In 2007, she noticed a mass in her right breast and was soon diagnosed with invasive ductal carcinoma of the right breast and lobular carcimona in situ of the left breast. At this time, she was treated with modified radical mastectomy of the right breast with axillary lymph node dissection and left simple mastectomy. The lymph nodes were positive for metastasis, and she began treatment with doxorubicin (Adriamycin) and cyclophosphamide (Cytoxan) in March of 2008. After four cycles, she completed an additional course of docetaxel ending in November 2008. A month later, the patient noted a swelling in her neck; a left supraclavicular lymph node biopsy in early 2009 showed metastatic carcinoma consistent with spread of her primary breast tumor.
In March of 2009, she began treatment with capecitabine at 3,500 mg daily and developed an erythematous rash on her face and chest around the fourth day. She denied any itching, pain, or numbness. She stopped taking capecitabine on the eleventh day of treatment and the rash began to subside, and following treatment with doxycycline 100 mg daily, the rash improved significantly. The patient then started the second cycle of capecitabine at a 25% dose reduction along with another course of doxycycline.

◆ **Exercise objective**
Resume the breast cancer case history above with the sentences that would come after its final line about the second cycle of capecitabine.

Dataset excerpts
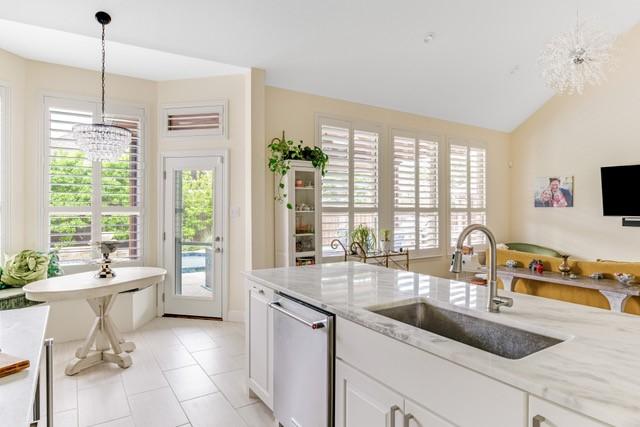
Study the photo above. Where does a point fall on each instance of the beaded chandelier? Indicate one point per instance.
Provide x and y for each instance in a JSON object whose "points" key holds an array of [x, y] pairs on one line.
{"points": [[102, 141]]}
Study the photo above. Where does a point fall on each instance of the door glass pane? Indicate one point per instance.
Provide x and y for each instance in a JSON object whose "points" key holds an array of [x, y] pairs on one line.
{"points": [[194, 195]]}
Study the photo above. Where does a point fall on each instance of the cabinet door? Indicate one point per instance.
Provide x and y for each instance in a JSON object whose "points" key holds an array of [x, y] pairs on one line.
{"points": [[260, 341], [418, 416], [547, 414], [363, 402]]}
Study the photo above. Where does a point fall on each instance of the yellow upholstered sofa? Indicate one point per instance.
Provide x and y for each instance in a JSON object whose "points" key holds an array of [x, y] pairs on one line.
{"points": [[570, 293]]}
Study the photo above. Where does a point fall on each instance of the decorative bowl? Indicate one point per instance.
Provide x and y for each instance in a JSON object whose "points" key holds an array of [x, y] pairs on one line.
{"points": [[512, 263], [625, 278]]}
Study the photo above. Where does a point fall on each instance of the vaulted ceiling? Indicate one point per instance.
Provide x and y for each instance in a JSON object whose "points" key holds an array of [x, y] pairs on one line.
{"points": [[480, 68]]}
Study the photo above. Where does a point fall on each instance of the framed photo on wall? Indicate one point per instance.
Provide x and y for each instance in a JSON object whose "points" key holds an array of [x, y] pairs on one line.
{"points": [[553, 192]]}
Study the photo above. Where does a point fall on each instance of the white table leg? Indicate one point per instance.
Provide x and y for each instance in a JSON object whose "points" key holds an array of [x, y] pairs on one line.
{"points": [[108, 344], [617, 301]]}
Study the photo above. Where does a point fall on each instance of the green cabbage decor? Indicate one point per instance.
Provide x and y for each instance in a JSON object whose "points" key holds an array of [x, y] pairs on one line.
{"points": [[25, 267]]}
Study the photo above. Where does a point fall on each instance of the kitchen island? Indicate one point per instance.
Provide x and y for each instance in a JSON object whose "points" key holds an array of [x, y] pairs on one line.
{"points": [[590, 378]]}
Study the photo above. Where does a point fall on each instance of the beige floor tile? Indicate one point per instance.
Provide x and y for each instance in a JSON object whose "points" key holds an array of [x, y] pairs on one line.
{"points": [[65, 419], [212, 411], [101, 403], [120, 422], [257, 415], [234, 386], [189, 382], [173, 357], [197, 341], [157, 408], [216, 361], [232, 344], [141, 377]]}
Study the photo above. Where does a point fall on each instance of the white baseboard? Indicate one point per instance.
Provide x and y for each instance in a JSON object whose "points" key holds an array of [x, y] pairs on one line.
{"points": [[235, 316]]}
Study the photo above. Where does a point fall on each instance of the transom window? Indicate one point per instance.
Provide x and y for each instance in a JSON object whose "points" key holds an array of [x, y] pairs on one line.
{"points": [[88, 201]]}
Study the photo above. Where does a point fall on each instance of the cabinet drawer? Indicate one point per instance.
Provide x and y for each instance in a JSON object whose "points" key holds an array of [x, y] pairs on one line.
{"points": [[546, 414], [433, 382]]}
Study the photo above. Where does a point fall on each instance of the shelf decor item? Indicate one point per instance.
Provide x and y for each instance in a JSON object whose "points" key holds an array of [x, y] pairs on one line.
{"points": [[564, 267], [284, 151], [102, 141]]}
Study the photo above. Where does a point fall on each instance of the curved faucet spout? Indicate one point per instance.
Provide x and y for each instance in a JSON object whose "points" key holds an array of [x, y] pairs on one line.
{"points": [[494, 302]]}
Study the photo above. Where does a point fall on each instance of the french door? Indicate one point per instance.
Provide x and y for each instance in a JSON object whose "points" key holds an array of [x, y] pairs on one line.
{"points": [[194, 235]]}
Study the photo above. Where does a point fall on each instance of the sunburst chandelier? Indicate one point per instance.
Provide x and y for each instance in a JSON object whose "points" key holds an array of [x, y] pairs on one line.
{"points": [[577, 58], [102, 141]]}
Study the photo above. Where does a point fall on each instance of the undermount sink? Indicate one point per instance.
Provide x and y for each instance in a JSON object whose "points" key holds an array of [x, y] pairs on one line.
{"points": [[496, 338]]}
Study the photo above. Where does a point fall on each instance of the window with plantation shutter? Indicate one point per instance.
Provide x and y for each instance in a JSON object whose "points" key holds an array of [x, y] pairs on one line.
{"points": [[416, 224], [467, 190], [350, 188], [88, 201]]}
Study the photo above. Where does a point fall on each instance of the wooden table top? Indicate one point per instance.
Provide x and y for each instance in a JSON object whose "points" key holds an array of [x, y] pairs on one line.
{"points": [[580, 282], [86, 285]]}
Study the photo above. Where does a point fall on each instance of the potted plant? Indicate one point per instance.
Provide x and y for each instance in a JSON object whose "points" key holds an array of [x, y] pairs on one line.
{"points": [[385, 242], [283, 151], [365, 236]]}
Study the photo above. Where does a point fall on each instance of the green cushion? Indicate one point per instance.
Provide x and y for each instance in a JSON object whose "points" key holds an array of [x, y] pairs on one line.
{"points": [[11, 298], [534, 249]]}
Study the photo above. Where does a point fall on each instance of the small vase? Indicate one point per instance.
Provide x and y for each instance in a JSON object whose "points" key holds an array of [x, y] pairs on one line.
{"points": [[564, 267]]}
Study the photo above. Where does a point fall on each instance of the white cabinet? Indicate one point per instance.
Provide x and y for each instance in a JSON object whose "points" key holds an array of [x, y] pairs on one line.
{"points": [[361, 401], [260, 341], [297, 222], [547, 414]]}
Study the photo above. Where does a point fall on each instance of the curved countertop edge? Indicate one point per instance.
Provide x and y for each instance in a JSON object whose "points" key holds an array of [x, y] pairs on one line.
{"points": [[558, 370]]}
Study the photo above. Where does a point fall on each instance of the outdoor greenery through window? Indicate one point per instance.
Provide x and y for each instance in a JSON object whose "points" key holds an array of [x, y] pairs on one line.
{"points": [[91, 201]]}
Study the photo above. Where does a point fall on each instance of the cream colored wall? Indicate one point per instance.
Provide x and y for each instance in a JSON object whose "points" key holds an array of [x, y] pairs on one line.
{"points": [[233, 89], [295, 112], [13, 76], [576, 135]]}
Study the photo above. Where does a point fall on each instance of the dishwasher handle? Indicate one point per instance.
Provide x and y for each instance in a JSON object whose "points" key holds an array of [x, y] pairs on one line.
{"points": [[313, 325]]}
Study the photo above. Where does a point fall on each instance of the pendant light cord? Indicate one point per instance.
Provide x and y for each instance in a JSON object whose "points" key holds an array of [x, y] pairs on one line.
{"points": [[103, 60]]}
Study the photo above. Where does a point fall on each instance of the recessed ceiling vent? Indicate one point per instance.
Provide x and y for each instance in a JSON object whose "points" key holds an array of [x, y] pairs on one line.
{"points": [[206, 119]]}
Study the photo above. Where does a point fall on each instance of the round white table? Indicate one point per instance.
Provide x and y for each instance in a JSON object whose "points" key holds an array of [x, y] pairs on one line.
{"points": [[100, 294]]}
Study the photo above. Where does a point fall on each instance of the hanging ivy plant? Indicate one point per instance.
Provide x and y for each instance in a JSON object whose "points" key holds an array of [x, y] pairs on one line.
{"points": [[283, 151]]}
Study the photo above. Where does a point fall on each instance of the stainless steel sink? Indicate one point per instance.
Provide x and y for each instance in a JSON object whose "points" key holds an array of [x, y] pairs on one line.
{"points": [[502, 340]]}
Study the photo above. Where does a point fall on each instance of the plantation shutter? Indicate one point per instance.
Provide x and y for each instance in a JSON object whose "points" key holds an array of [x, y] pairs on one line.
{"points": [[335, 187], [415, 202], [89, 202], [467, 192], [350, 188]]}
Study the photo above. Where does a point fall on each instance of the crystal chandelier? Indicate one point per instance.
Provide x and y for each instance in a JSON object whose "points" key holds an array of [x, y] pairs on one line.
{"points": [[102, 141], [577, 58]]}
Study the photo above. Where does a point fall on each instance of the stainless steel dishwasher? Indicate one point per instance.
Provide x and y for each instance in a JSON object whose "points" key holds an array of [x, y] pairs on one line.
{"points": [[303, 359]]}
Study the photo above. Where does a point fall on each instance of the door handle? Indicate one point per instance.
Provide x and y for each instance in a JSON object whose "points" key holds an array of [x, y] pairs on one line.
{"points": [[538, 420], [407, 419], [392, 415], [313, 325]]}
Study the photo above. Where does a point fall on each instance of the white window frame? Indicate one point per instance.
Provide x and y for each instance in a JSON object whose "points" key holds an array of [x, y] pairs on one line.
{"points": [[443, 216], [96, 210], [351, 211], [7, 173], [470, 143]]}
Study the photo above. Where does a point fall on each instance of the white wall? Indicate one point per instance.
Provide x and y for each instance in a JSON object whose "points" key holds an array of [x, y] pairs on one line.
{"points": [[576, 135]]}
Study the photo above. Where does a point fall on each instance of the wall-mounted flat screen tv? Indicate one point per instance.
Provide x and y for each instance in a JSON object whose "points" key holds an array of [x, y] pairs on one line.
{"points": [[620, 195]]}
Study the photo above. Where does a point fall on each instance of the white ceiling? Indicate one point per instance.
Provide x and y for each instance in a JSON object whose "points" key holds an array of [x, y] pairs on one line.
{"points": [[368, 51]]}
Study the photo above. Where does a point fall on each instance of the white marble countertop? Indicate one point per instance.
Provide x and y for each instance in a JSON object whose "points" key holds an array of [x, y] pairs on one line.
{"points": [[595, 371], [21, 335]]}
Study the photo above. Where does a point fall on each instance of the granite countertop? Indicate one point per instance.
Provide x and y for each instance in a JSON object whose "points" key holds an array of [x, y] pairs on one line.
{"points": [[595, 371]]}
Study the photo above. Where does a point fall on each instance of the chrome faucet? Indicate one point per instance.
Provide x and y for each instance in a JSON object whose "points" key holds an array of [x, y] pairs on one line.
{"points": [[494, 302]]}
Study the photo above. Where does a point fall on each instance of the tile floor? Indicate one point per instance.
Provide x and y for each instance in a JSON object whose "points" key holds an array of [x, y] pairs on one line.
{"points": [[185, 373]]}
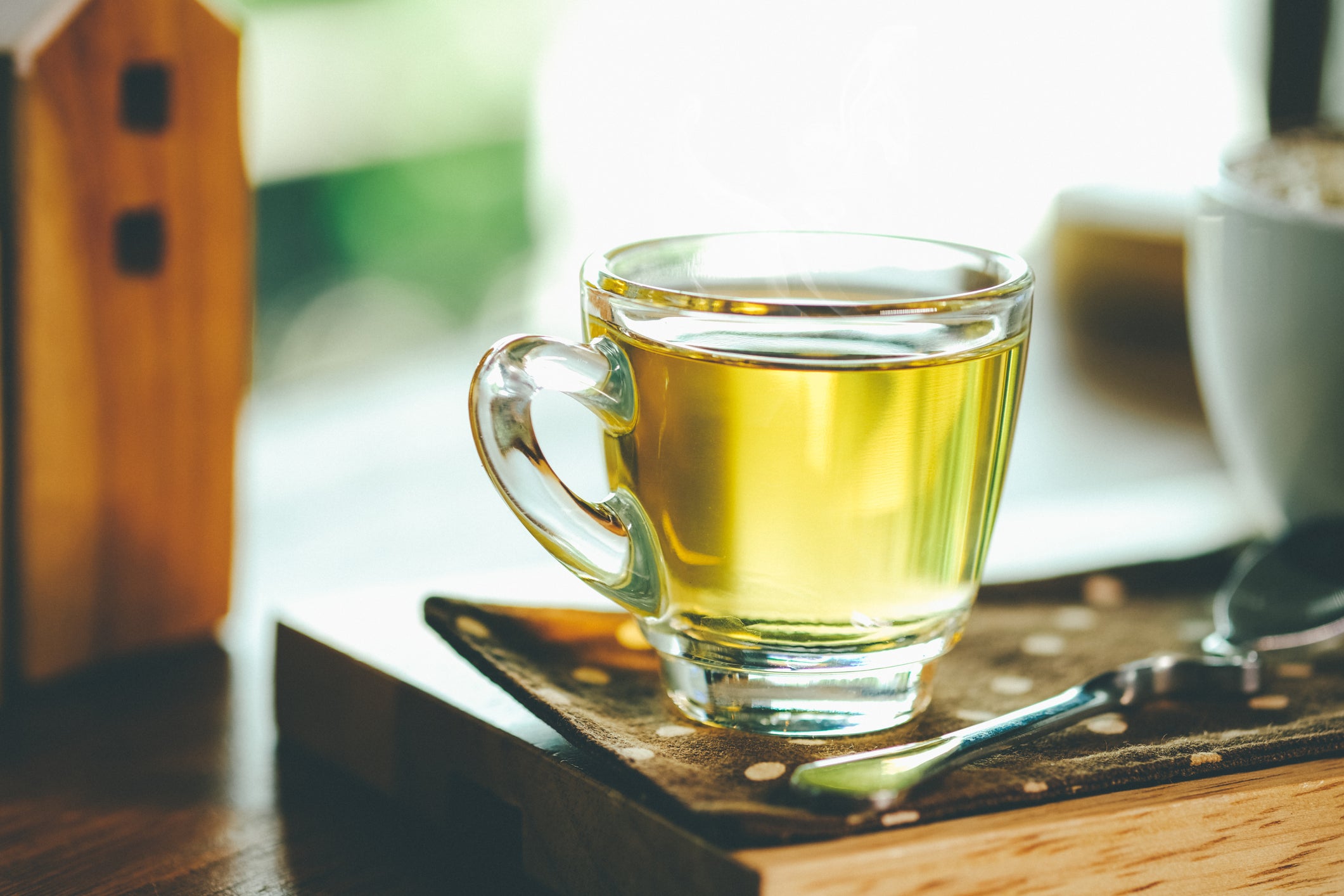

◆ **Answer to this exercise**
The eruption waxed and waned, with exacerbations occurring during courses of chemotherapy and modest improvement between treatments. There was no improvement in the dermatitis following the decreased dose. After the second round of chemotherapy with capecitabine, the patient developed painful blistering of her hands and feet consistent with palmoplantar erythrodysesthesia (PPE) (Figure 1). During the third round of chemotherapy at the same dose, she experienced worsening PPE, which prevented her from ambulating. With the emergence of this intolerable side effect, the oncologist stopped the drug mid-treatment and switched her chemotherapy to IV ixabepilone. The patient experienced complete resolution of the PPE two months after cessation of capecitabine, with the facial eruption improved but not completely resolved.